=== Problem to solve ===
Please transcribe the data that follows without the pictures, keeping every word the same.

╭─ Records supplied

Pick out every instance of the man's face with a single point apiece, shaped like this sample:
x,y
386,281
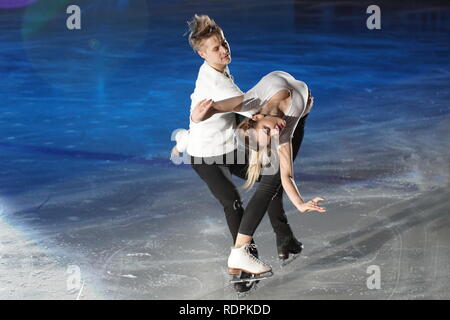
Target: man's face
x,y
216,51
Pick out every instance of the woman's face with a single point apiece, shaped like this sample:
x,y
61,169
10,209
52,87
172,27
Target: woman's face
x,y
266,127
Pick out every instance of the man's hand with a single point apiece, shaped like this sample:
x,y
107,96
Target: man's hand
x,y
311,205
203,110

╰─

=== Output ===
Pick out every instance of the man's face with a single point apiece, shaped like this sample:
x,y
386,281
Target: man's face
x,y
216,51
Pick out every instance of the woman's face with a single point apiece, shaped like this sample:
x,y
61,169
10,209
52,87
172,27
Target: woman's face
x,y
266,127
Pick out every instance of the man's hand with a single point apiece, shaped like this sample:
x,y
107,96
Target: man's hand
x,y
311,205
203,110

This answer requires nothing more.